== TASK DESCRIPTION ==
Verbatim output of all the material below is required.

== RECORD EXTRACTS ==
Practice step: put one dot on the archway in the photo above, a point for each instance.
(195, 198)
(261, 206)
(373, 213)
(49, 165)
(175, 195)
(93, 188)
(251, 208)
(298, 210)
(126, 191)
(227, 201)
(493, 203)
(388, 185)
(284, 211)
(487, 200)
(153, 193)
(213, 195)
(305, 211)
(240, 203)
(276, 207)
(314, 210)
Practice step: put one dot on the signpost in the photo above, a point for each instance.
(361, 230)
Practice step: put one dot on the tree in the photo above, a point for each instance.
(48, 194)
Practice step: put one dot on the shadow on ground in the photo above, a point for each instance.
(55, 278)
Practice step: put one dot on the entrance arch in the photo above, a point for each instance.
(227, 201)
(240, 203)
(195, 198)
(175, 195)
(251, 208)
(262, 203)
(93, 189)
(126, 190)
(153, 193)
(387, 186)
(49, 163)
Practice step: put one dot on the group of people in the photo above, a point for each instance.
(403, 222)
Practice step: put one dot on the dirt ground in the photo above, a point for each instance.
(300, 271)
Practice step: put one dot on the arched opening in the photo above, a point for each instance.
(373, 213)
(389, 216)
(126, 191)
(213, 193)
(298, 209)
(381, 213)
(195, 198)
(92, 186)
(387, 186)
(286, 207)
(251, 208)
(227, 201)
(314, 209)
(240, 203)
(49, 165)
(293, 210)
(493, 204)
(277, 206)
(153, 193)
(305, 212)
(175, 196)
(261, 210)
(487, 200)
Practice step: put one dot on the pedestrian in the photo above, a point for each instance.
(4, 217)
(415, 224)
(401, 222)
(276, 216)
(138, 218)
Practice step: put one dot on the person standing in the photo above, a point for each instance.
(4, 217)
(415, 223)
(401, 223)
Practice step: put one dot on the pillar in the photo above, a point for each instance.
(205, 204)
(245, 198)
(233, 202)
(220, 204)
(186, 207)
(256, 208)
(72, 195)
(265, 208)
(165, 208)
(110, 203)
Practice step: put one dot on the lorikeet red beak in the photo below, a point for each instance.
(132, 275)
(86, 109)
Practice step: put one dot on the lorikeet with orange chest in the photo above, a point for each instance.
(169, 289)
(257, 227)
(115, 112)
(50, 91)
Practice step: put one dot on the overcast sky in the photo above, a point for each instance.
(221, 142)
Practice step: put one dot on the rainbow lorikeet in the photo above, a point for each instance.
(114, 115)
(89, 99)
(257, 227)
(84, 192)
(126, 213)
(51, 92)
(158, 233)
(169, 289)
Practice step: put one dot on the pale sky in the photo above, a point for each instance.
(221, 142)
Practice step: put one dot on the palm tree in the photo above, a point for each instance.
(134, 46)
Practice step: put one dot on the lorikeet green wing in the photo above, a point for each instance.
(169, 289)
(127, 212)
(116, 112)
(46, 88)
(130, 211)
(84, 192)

== WRITTEN RESPONSE ==
Practice step: put one dot on the archway in the photo above, a point for each instance.
(195, 198)
(261, 206)
(373, 213)
(49, 165)
(175, 195)
(93, 188)
(251, 208)
(298, 210)
(126, 191)
(227, 201)
(493, 203)
(388, 185)
(284, 211)
(487, 200)
(153, 193)
(213, 195)
(305, 211)
(240, 203)
(276, 207)
(314, 210)
Practice step: put one dot on the signpost in the photo above, a point for each instance.
(361, 230)
Practice step: put one dot on the tree in the photo above, a point for each instance.
(48, 194)
Practice step: put one dot on the shadow on ground in the photo above, a point for each instance.
(55, 278)
Practice step: put one dot on the entrance arch in the photo above, a point for each instance.
(227, 201)
(240, 203)
(195, 198)
(175, 195)
(251, 208)
(262, 203)
(93, 189)
(126, 190)
(153, 193)
(387, 186)
(49, 163)
Practice step: put one dot on the group of people in the photo above, a point for each instance.
(403, 222)
Practice step: put one dot on the dirt ground in the photo above, a point for each instance.
(300, 271)
Practice step: put one dot on the arched opening in the photo above, a point for each instance.
(373, 213)
(389, 216)
(126, 191)
(213, 193)
(298, 209)
(381, 213)
(195, 198)
(92, 186)
(387, 186)
(286, 207)
(251, 208)
(227, 201)
(314, 209)
(240, 203)
(49, 165)
(293, 210)
(493, 204)
(277, 206)
(153, 193)
(305, 212)
(175, 196)
(261, 210)
(487, 200)
Practice step: put one dot on the pedestrian in the photo above, a point for each instance.
(4, 217)
(415, 224)
(401, 222)
(276, 216)
(138, 218)
Practice step: put one dot on the person standing in the photo above, a point for each instance.
(4, 217)
(415, 223)
(401, 223)
Practice step: put one dot on the pillar in the photo above, a point for each instance.
(205, 204)
(245, 198)
(233, 202)
(220, 204)
(186, 207)
(256, 208)
(72, 195)
(265, 208)
(165, 208)
(110, 203)
Practice step: put one dot on the lorikeet red beak in the photo below, a point for each instance.
(132, 275)
(86, 109)
Practice step: put one dot on the lorikeet with orange chest in the photo above, a point for each instance.
(169, 289)
(257, 227)
(115, 112)
(50, 91)
Practice step: put one dot on the overcast sky in the photo above, a point for each instance.
(221, 142)
Practice step: put one dot on the rainbow lorikeet in the photo above, a point for each instance.
(114, 115)
(89, 99)
(257, 227)
(84, 192)
(126, 213)
(51, 92)
(158, 233)
(169, 289)
Practice step: put one dot on the pale sky in the photo above, a point for each instance.
(221, 142)
Practice step: put one dot on the palm tree in the photo above, a point for each instance.
(134, 46)
Practice step: put one dot on the lorikeet green wing in the photo above, a point for each instance.
(169, 289)
(127, 212)
(116, 112)
(46, 88)
(130, 211)
(84, 192)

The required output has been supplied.